→ **JOB**
Produce an exact transcription of the listing below, omitting the pictures.

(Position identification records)
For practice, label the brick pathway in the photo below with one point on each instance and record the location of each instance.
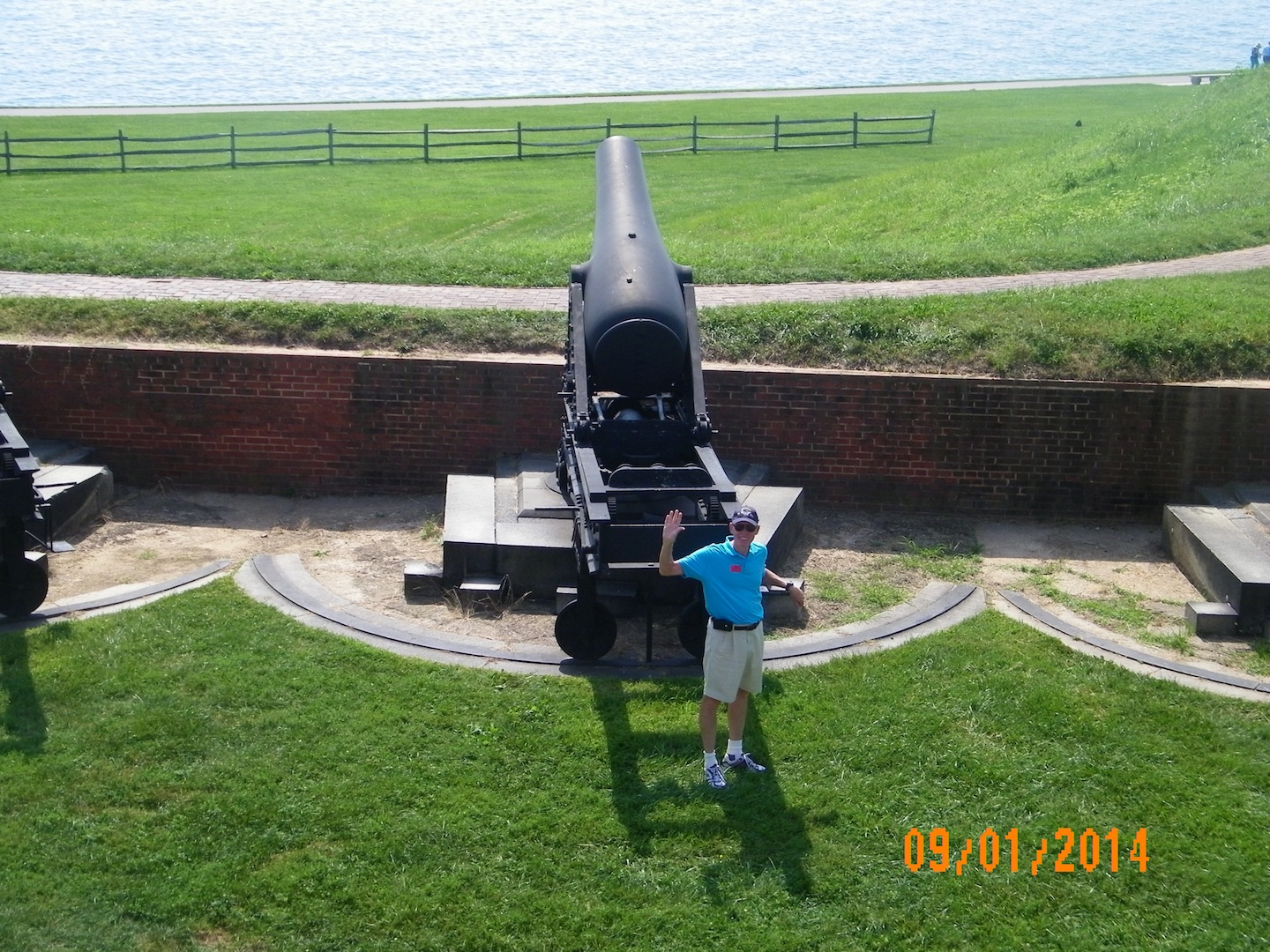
(22, 285)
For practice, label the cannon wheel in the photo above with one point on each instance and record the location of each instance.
(692, 628)
(23, 587)
(585, 635)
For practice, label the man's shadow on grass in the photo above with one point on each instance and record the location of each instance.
(773, 834)
(23, 718)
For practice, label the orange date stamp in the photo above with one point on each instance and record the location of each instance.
(1068, 852)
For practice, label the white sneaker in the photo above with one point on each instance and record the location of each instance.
(743, 761)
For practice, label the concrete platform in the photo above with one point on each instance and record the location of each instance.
(74, 487)
(1223, 547)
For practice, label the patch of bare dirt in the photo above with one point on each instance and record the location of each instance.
(358, 546)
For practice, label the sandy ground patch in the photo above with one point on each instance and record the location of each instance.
(358, 546)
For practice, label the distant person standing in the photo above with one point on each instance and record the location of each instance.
(730, 574)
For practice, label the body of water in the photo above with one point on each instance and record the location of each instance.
(187, 52)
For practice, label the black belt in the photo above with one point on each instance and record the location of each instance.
(724, 625)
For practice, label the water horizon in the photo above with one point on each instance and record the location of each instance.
(101, 54)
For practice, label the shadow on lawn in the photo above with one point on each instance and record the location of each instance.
(773, 834)
(23, 714)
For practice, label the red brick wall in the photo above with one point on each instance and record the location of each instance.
(303, 421)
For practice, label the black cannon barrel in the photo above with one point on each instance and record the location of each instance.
(635, 322)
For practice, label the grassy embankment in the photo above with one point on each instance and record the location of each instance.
(206, 773)
(1011, 185)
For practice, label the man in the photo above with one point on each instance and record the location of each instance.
(730, 574)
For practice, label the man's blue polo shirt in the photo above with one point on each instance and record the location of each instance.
(730, 580)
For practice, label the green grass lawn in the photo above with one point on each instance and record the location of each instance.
(1011, 184)
(206, 773)
(1177, 329)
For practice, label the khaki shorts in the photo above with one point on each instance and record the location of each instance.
(733, 661)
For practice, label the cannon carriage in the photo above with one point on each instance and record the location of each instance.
(635, 438)
(635, 442)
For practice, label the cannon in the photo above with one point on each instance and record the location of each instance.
(23, 576)
(635, 439)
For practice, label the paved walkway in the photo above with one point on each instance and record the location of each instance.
(23, 285)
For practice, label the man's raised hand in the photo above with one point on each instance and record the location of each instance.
(673, 524)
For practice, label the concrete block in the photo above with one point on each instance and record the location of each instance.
(1211, 619)
(1221, 562)
(422, 580)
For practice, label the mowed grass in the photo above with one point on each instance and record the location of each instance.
(1011, 184)
(1177, 329)
(206, 773)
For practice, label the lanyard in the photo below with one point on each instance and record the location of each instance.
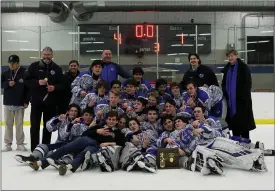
(13, 77)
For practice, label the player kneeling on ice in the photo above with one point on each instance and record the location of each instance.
(90, 140)
(68, 125)
(140, 149)
(210, 152)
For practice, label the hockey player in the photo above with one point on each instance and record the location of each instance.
(162, 89)
(102, 108)
(59, 124)
(138, 110)
(85, 82)
(140, 149)
(194, 97)
(152, 122)
(99, 95)
(143, 85)
(93, 137)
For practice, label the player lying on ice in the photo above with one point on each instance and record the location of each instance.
(90, 140)
(207, 151)
(69, 126)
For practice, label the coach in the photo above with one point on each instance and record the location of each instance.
(44, 78)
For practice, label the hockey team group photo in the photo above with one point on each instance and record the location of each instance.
(110, 118)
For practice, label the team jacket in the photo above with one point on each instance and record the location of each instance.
(39, 71)
(143, 87)
(152, 135)
(66, 130)
(202, 75)
(18, 94)
(92, 96)
(111, 71)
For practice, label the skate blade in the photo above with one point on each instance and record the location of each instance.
(86, 160)
(19, 159)
(130, 167)
(143, 165)
(52, 163)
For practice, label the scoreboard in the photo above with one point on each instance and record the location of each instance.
(170, 39)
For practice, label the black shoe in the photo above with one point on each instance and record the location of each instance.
(62, 170)
(24, 159)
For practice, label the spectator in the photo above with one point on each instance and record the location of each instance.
(66, 95)
(15, 101)
(236, 86)
(111, 70)
(45, 80)
(201, 74)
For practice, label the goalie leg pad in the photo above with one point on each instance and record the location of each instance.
(237, 156)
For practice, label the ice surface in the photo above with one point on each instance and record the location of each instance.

→ **COMPLETED EXERCISE**
For practice, label the brick pathway in the photo below with one point on each instance and record the location of each instance.
(22, 285)
For practice, label the cannon wheel in the photo above with one point on each instance and record the location of each instance.
(692, 628)
(23, 587)
(585, 635)
For practice, label the man's shadow on grass in the photo above with one point on each instance and record the location of each instance.
(773, 834)
(23, 718)
For practice, label the orange date stamp in the photo above with one point on each instance and record the location of each instance.
(1068, 852)
For practice, label the white sneaker in the photo above with one point on each instance and record the location of each instance.
(743, 761)
For practice, label the concrete platform in the photo above with one point on each instance and record the location of each instance.
(74, 487)
(1223, 547)
For practice, label the patch of bare dirt in the photo above with one point on each instance and record the location of each instance.
(358, 546)
For practice, label the sandy ground patch in the photo above with one point on each instance and record the location of each instance.
(358, 546)
For practice, label the distant person standing in the photo above with one point on each instance and record the location of each instance.
(730, 574)
For practice, label the body of water in the photo above with one point on each instance and record the location of each instance.
(187, 52)
For practice, label the black belt in the photo above with one point on each instance and record the location of each instance.
(724, 625)
For practice, label the water horizon in the photo above with one point on each instance and record the location of each instance.
(101, 54)
For practice, label the shadow on lawn in the photo above with one point on each instance and record the location of each instance.
(773, 834)
(23, 714)
For practice, label the red brick wall in the photo above with one point on each instance and record the location of each instance.
(303, 421)
For practice, label the black cannon barrel in the photo above with one point on each instance and record the location of each instance.
(635, 322)
For practice, label the grassy embankment in the photo above with one point on each instance and record the location of each instance.
(206, 773)
(1011, 185)
For practice, label the man in the photo above with one point on each instance and record the location of each instance.
(730, 574)
For practice, label the man's blue polo shirt in the photo above with one point on each instance and record the location of each instance.
(730, 580)
For practice, label the green grass lawn in the photo above with one point on each instance and record the location of each instance.
(1011, 184)
(206, 773)
(1177, 329)
For practice, label the khaki shorts in the photo above with one point on each instance and record the location of each instance.
(733, 661)
For practice, label the cannon carriage in the photo above with one point on each instance and record the location of each instance.
(635, 438)
(635, 442)
For practice, label the cannon in the photo above with one point on each instance and record the location of each instance.
(23, 576)
(635, 439)
For practice, label the paved walkway in the photo above with one point on each instance and record the location of each instance.
(23, 285)
For practice, label the man's raised hand in the photo above with one point on each instance and record the location of each instance.
(673, 524)
For practice, label the concrete block in the photo above with one point on each instance and record the location of each instance.
(1211, 619)
(1221, 562)
(422, 580)
For practice, label the mowed grass in the photo above with one point on each instance and record the location of each instance.
(1011, 184)
(1177, 329)
(206, 773)
For practice, label the lanyard in the photo below with one point on each instance and record the location of each instance.
(13, 77)
For practice, label the player kneeling on ice in the photo above with one point on each instance and record the location of each instance.
(90, 140)
(68, 125)
(140, 149)
(210, 152)
For practice, label the hockey player in the photo above with one point on each instance and record the location of each instance.
(162, 89)
(102, 108)
(59, 124)
(138, 110)
(85, 82)
(140, 149)
(194, 97)
(152, 122)
(99, 95)
(143, 85)
(93, 137)
For practice, label the player lying on ice in the photo above with one point on each instance and record the location of each instance.
(90, 140)
(207, 151)
(69, 126)
For practice, label the coach in the photo above with one point on each instance and record the location of each instance.
(44, 78)
For practice, label the hockey team group photo in the photo above with one point on each instance and record the location of each instance.
(110, 118)
For practice, label the team jacket in the photo above with one point on each instance and record the location of each instance.
(39, 71)
(143, 87)
(152, 135)
(66, 130)
(202, 75)
(18, 94)
(92, 96)
(111, 71)
For practice, label the skate blade in the photo above with one point on each instance and record the location of each instance.
(86, 160)
(19, 159)
(130, 167)
(143, 165)
(52, 163)
For practice, label the scoreboard in the photo above with one point on each instance and record the location of each instance.
(170, 39)
For practice, label the black shoe in the photo above with one point on each instance and record the location of each instance.
(62, 170)
(24, 159)
For practice, label the spectator in the photo above with one point on each instance and record the location of each instance.
(66, 95)
(15, 101)
(236, 86)
(111, 70)
(45, 80)
(201, 74)
For practice, label the goalie leg pad in the photo above with one point on each instance and record the location of each instance.
(237, 156)
For practice, label the ice surface in the photo above with one point on each instance and record the location of each instance.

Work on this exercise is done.